→ Record excerpts
# # # # # # #
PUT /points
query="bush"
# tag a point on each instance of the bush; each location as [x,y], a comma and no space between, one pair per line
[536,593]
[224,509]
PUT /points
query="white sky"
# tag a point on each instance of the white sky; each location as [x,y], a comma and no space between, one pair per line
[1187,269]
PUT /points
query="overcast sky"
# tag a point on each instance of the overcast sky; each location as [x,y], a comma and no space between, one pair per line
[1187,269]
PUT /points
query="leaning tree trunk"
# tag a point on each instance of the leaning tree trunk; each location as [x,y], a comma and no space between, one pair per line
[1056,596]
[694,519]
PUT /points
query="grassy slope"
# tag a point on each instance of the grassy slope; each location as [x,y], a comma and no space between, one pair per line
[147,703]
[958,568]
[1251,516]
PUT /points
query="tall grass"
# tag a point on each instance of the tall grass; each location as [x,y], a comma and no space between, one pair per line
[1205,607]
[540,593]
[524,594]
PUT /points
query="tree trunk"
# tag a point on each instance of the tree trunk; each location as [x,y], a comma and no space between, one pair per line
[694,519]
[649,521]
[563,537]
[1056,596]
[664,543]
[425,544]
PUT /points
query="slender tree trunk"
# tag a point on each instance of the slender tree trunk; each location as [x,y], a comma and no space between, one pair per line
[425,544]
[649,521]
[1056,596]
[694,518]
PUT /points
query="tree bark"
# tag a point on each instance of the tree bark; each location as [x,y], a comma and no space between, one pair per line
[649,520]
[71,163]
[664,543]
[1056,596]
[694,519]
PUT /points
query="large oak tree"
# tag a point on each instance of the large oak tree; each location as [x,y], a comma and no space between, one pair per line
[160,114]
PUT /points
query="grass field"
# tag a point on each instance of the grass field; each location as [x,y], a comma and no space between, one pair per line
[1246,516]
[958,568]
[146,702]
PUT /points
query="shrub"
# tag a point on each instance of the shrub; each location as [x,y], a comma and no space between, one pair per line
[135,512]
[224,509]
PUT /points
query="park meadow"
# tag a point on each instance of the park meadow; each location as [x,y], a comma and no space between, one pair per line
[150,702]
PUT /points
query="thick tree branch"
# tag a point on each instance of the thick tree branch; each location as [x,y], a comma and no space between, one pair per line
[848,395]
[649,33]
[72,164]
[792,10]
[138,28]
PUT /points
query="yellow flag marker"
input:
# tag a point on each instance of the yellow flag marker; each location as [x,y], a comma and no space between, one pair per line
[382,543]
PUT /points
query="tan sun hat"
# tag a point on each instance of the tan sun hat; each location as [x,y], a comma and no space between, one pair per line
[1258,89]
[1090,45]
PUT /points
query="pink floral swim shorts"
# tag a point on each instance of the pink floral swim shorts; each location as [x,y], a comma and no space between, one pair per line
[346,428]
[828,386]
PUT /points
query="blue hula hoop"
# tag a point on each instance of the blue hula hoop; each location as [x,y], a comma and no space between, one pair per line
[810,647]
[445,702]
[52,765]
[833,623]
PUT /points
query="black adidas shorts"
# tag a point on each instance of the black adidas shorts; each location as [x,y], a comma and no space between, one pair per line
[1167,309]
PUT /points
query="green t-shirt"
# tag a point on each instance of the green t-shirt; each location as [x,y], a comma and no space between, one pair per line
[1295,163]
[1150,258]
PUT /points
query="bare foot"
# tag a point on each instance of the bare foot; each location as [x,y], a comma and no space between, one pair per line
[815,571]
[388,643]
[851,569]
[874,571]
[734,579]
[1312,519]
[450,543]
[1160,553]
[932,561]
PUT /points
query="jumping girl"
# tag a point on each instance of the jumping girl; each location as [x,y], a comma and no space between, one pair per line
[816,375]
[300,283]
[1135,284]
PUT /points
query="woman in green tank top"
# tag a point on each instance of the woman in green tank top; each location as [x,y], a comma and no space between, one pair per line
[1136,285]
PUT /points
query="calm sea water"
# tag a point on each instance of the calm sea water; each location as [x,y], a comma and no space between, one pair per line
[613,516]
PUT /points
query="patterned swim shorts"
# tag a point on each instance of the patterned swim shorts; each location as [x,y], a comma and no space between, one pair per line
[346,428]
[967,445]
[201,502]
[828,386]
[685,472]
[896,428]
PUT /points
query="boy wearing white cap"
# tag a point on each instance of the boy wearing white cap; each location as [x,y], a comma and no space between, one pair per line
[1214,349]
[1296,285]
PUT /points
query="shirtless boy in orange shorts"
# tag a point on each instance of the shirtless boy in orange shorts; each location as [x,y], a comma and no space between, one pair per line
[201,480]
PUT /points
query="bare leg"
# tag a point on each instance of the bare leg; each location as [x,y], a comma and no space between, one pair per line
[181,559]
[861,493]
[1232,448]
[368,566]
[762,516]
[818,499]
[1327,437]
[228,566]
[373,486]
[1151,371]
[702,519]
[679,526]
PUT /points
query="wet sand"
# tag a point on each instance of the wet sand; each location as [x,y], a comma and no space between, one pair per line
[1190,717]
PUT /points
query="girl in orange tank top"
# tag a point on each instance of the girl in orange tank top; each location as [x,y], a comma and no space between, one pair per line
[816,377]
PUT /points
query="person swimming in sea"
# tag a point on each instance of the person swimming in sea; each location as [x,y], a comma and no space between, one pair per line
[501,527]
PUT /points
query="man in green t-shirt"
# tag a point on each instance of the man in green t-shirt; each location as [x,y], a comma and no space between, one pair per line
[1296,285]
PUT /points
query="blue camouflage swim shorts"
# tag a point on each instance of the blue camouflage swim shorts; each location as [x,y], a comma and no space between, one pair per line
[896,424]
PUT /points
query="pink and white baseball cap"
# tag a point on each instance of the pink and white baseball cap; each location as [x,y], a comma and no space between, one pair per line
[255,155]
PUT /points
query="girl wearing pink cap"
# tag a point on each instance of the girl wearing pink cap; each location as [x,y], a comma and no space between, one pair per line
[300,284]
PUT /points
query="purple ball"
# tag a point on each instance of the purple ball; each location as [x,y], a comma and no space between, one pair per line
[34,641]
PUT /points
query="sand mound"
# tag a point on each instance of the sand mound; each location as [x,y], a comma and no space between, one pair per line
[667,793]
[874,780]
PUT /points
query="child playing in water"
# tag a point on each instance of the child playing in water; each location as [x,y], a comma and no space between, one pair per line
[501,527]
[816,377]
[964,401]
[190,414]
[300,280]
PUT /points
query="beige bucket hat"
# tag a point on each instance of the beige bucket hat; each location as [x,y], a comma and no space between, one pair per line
# # # # # # #
→ Exercise brief
Send back the whole listing above exactly, please.

→ Task output
PUT /points
query="bush"
# tag a point on each instance of the bush; each location as [x,y], a comma and no space between, one pair per line
[536,593]
[224,509]
PUT /points
query="white sky"
# tag a point on each instance of the white sky; each location as [x,y], a comma and no space between, one pair per line
[1187,269]
PUT /points
query="overcast sky"
# tag a point on each instance of the overcast sky; each location as [x,y], a comma and no space between, one pair per line
[1187,269]
PUT /points
query="leaning tree trunk"
# tag a point on each instance of the leaning tree trunk; each location as [x,y], a comma and no space between, one pair per line
[1056,596]
[694,519]
PUT /points
query="grassy slope"
# tag a point on each instance of the grassy slope; each location as [x,y], a comma and no space between, one pair per line
[147,703]
[958,568]
[1251,516]
PUT /points
query="tall grass"
# tag a point on each instance of the tall grass; each location as [x,y], a comma and no space between, one pair per line
[1205,607]
[540,593]
[524,594]
PUT /points
query="tree trunk"
# tag a point on each instance of the tree trunk; each location as [x,y], a comma and no space between, one pair per line
[694,519]
[649,521]
[563,537]
[1056,596]
[664,543]
[425,544]
PUT /points
query="slender tree trunk"
# tag a point on each instance of the slender tree trunk; each location as [x,y], a comma and no space between, one pair per line
[425,544]
[649,521]
[1056,596]
[694,518]
PUT /points
query="tree bark"
# tag a point on each instance of the tree bark; each location as [x,y], a comma and no space between, one pair per line
[649,520]
[71,163]
[664,543]
[1056,596]
[694,519]
PUT /points
query="large oak tree"
# tag a point on each instance of the large oak tree; each location as [x,y], a comma and no space between, one pair per line
[160,114]
PUT /points
query="grass field"
# tag a point on each instance of the grass field; each location as [x,y], a comma and no space between, one pair per line
[1246,516]
[958,568]
[146,702]
PUT /points
query="shrub"
# tag a point on each instance of the shrub; each location as [x,y], a comma and no space between, one pair per line
[135,512]
[224,509]
PUT /points
query="park meadow"
# tag a point on each instance of the park meadow; each location as [x,y], a comma and no space between, one pair per line
[150,702]
PUT /points
query="thick tree branch"
# tag a point on each instance of the thick tree branch; each location as [x,y], a comma and no space between, one pair per line
[848,395]
[649,33]
[72,164]
[792,10]
[138,28]
PUT /points
query="yellow flag marker"
input:
# tag a point on each instance of the yellow flag marker; each location as [x,y], a comma and no space between, one pair per line
[382,543]
PUT /points
query="tan sun hat"
# tag a point on each instance of the tan sun hat; each location as [x,y], a comma and no space between, one pair per line
[1258,89]
[1090,45]
PUT /points
query="pink floral swim shorts"
# tag a point on each instance of the pink floral swim shorts; each location as [x,y], a comma and no space between, one pair per line
[346,428]
[828,386]
PUT /points
query="blue hula hoop"
# tag a point on each instance of the blue hula hoop; each location as [x,y], a comma and no space between, one pair per line
[810,647]
[445,702]
[52,765]
[833,623]
PUT /points
query="black adidas shorts"
# tag a point on each instance of the black adidas shorts; each location as [x,y], a comma and no space between, one pair per line
[1167,309]
PUT /points
query="green t-shirt"
# tag a point on each instance of the green t-shirt; each location as [x,y], a comma and no space between, one pair per line
[1295,163]
[1150,258]
PUT /points
query="bare foot"
# tag a point on each instance of the bare foot; each location as [x,y], a comma and no space between, one pair per line
[815,571]
[388,643]
[851,569]
[874,571]
[734,579]
[1312,519]
[450,543]
[1160,553]
[932,561]
PUT /points
query="jumping girl"
# tag a point on each instance of the jumping girl; each location as [x,y], a comma and no space between, one pair per line
[816,375]
[300,283]
[1135,284]
PUT /points
query="woman in green tank top"
# tag a point on each instance of the woman in green tank top; each location as [x,y], a comma and no space between, one pair per line
[1136,285]
PUT /points
query="calm sea water"
# tag a point on each instance of the calm sea water; each location as [x,y], a comma and no space between, one pair per line
[613,516]
PUT /points
query="patterned swim shorts"
# tag a point on each instance of the patterned swim shorts; each location as [x,y], a comma and no space between, one pair per line
[346,428]
[967,445]
[201,502]
[828,386]
[685,472]
[896,428]
PUT /points
query="boy wearing white cap"
# tag a point on each instance of the boy wearing white cap; each location as [x,y], a comma and no space between, one pair per line
[1214,349]
[1296,285]
PUT /points
query="shirtless boy in orange shorts"
# tag a point on each instance of the shirtless boy in orange shorts; each location as [x,y], a comma and no space between, one pair per line
[201,480]
PUT /points
query="bare leg"
# tag a point on each instance of the bare leg; each location as [x,y], a comma and no space between, one pair per line
[181,559]
[861,493]
[1232,448]
[368,566]
[762,516]
[818,499]
[1327,437]
[228,566]
[373,486]
[1151,371]
[702,519]
[679,526]
PUT /points
query="wet sand"
# tag a point on each instance of the wet sand; each location as [x,y], a comma and no space between, one pair per line
[1190,717]
PUT /points
query="girl in orange tank top"
# tag a point on each instance of the girl in orange tank top; each location as [x,y], a comma and no space between, one pair per line
[816,377]
PUT /points
query="person swimming in sea"
# tag a point on each instance of the person swimming in sea; each location as [x,y], a comma and no space between, one pair per line
[501,527]
PUT /points
query="man in green t-shirt"
# tag a point on each instance of the man in green t-shirt; each location as [x,y], a comma and no space between, one pair per line
[1296,285]
PUT /points
query="blue camouflage swim shorts"
# tag a point on each instance of the blue camouflage swim shorts; each location as [x,y], a comma and no space between, one pair per line
[896,424]
PUT /points
query="pink and white baseball cap"
# tag a point on each instance of the pink and white baseball cap; each location as [x,y], a comma and no space between, one pair per line
[255,155]
PUT /points
query="girl wearing pink cap"
# tag a point on each instance of the girl wearing pink cap; each location as [x,y], a comma and no space between, one pair per line
[300,284]
PUT /points
query="purple ball"
# tag a point on each instance of the purple ball; each location as [x,y], a comma and no space between, one pair per line
[34,641]
PUT /points
query="sand mound"
# tag a point on each instance of the sand mound; each location as [x,y], a comma and no space between, one pair per line
[667,793]
[874,780]
PUT /points
query="child playing in water"
# tag a point on each instance of the child playing in water; each location as [x,y], a comma and no space between, one pair per line
[501,527]
[816,377]
[964,401]
[190,414]
[300,280]
PUT /points
query="beige bucket hat"
# tag a point on each instance of the beige bucket hat; each location as [x,y], a comma and no space between, one pair per line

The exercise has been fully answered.